» **PAGE EXTRACT**:
The Indian government, on Wednesday, opened Covid-19 vaccine registrations for those above 18 years of age. Or did it? Within minutes of the registration opening at 4 pm, Twitter users reported that CoWin, one of the government’s designated apps for the purpose, had crashed. For several others, while the app was working, the vaccination centres in their cities weren’t accepting bookings from anyone aged below 45 (the previous age criteria for getting the jab).
To put it simply, the government opened up vaccine registrations before ensuring that hospitals and testing laboratories had enough vaccines to cater to the increased demand. Despite these obvious glitches reported by hundreds of users, the government denied any glitches. Also, there could be more flaws with the systems built by the government to help people register for the vaccine.
The Internet Freedom Foundation (IFF), on Wednesday, put up a tweet explaining the kind of user data that the CoWin app will collect from users who register for the vaccine on the portal.
The data collected will include users’ names, gender, date of birth (DOB), photo ID, type of photo ID and mobile number. It is worth noting that Aadhaar will not be mandatory to register on CoWin. The data collected by the app will be available for access by national, state and district-level administrators, said the digital liberties organisation.

» **DATA SHOWN**:
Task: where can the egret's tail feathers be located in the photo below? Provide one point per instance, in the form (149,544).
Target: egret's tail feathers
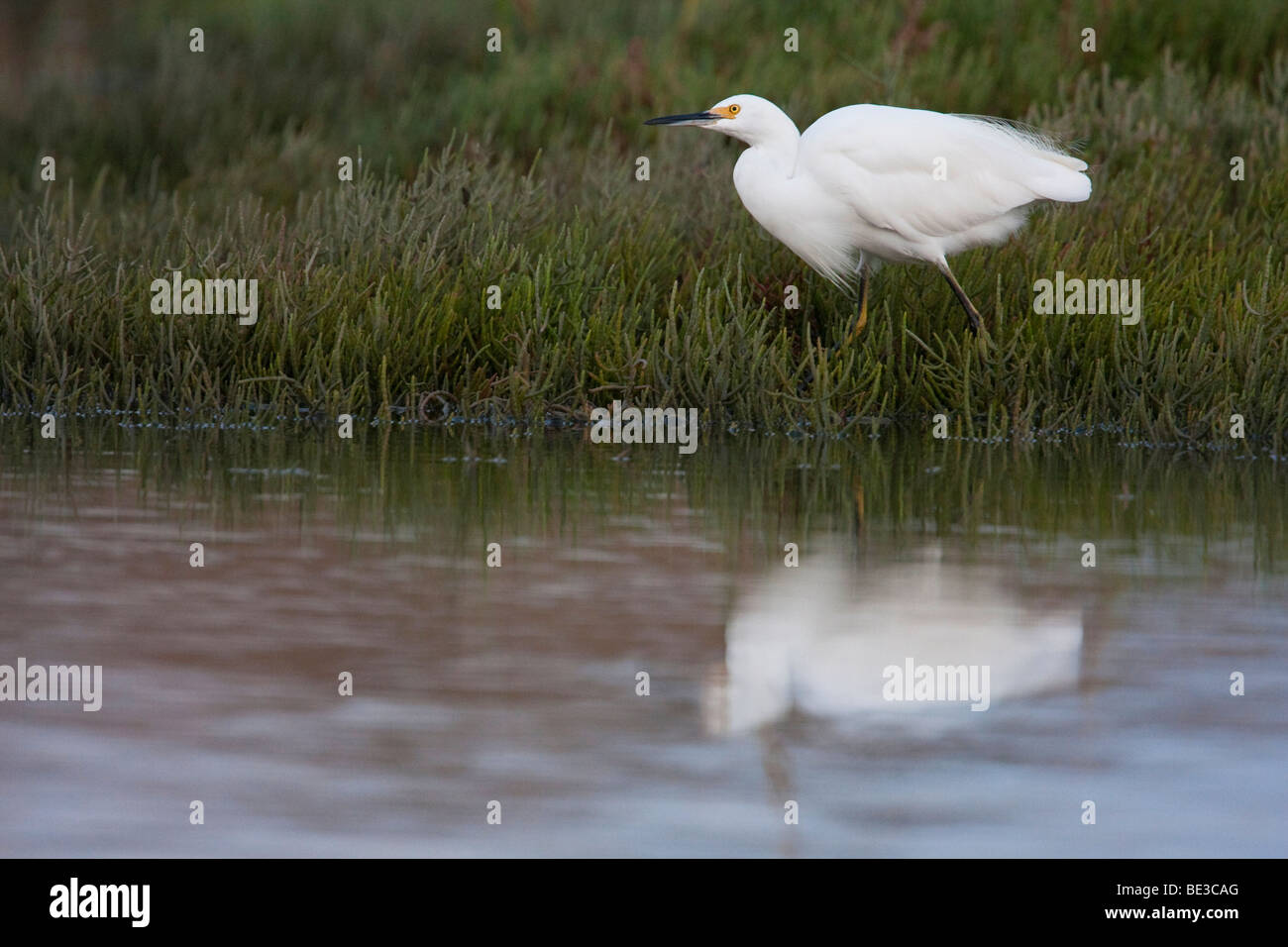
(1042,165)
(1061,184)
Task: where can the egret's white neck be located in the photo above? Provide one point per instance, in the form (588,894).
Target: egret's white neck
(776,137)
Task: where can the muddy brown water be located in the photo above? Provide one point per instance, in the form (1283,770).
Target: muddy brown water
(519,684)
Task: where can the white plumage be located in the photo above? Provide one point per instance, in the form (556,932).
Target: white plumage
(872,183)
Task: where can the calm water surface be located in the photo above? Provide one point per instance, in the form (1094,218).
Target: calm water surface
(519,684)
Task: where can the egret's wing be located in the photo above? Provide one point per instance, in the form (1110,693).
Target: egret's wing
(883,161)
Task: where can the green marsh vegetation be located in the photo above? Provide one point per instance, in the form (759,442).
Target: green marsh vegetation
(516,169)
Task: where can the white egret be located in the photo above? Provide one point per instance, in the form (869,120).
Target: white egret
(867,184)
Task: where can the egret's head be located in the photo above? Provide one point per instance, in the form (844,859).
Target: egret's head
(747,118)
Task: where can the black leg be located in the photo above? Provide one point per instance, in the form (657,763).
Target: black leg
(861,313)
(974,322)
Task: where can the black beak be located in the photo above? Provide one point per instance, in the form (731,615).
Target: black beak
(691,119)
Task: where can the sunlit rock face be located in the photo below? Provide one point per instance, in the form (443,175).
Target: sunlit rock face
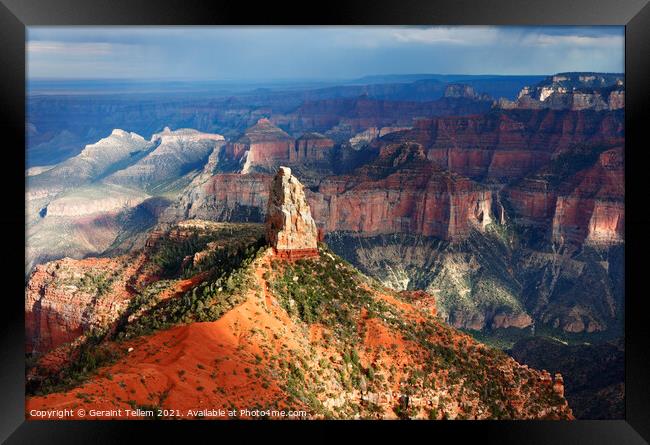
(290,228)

» **EXERCISES TO COMPLETE**:
(1) In the CoWin article, which organization explained what user data the app would collect?
(2) Transcribe the CoWin article from "The Internet Freedom" to "digital liberties organisation.".

» **RESPONSES**:
(1) The Internet Freedom Foundation (IFF)

(2)
The Internet Freedom Foundation (IFF), on Wednesday, put up a tweet explaining the kind of user data that the CoWin app will collect from users who register for the vaccine on the portal.
The data collected will include users’ names, gender, date of birth (DOB), photo ID, type of photo ID and mobile number. It is worth noting that Aadhaar will not be mandatory to register on CoWin. The data collected by the app will be available for access by national, state and district-level administrators, said the digital liberties organisation.